PROBLEM TO WORK ON
Each entry has to be reproduced in full, exactly as given.

[[ RECORDS open ]]

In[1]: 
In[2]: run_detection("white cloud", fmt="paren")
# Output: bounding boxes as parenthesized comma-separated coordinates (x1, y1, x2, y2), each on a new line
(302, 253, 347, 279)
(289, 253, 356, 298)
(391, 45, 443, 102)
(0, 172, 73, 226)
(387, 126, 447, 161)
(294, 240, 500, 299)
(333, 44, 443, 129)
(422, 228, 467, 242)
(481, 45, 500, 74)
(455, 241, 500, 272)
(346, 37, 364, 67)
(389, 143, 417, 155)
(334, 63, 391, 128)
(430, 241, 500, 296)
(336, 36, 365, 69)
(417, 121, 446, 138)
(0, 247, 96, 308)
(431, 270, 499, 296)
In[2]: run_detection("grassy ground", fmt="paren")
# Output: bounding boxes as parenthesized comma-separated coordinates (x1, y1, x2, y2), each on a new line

[[ RECORDS closed ]]

RESPONSE
In[1]: 
In[2]: run_detection("white cloud", fmt="paren")
# Output: bounding boxes as parenthesized comma-separated coordinates (x1, y1, x2, y2), each on a new line
(302, 253, 347, 279)
(289, 253, 356, 298)
(391, 45, 443, 102)
(0, 172, 73, 226)
(387, 126, 447, 161)
(294, 240, 500, 299)
(333, 44, 443, 129)
(422, 228, 467, 242)
(481, 45, 500, 74)
(455, 241, 500, 272)
(346, 37, 364, 67)
(389, 143, 417, 155)
(334, 63, 391, 128)
(430, 241, 500, 296)
(336, 36, 365, 69)
(417, 121, 446, 138)
(0, 247, 96, 308)
(431, 270, 499, 296)
In[2]: run_detection("grassy ground", fmt="paren")
# Output: bounding boxes as parenthesized comma-separated coordinates (x1, y1, x2, y2), each on a new line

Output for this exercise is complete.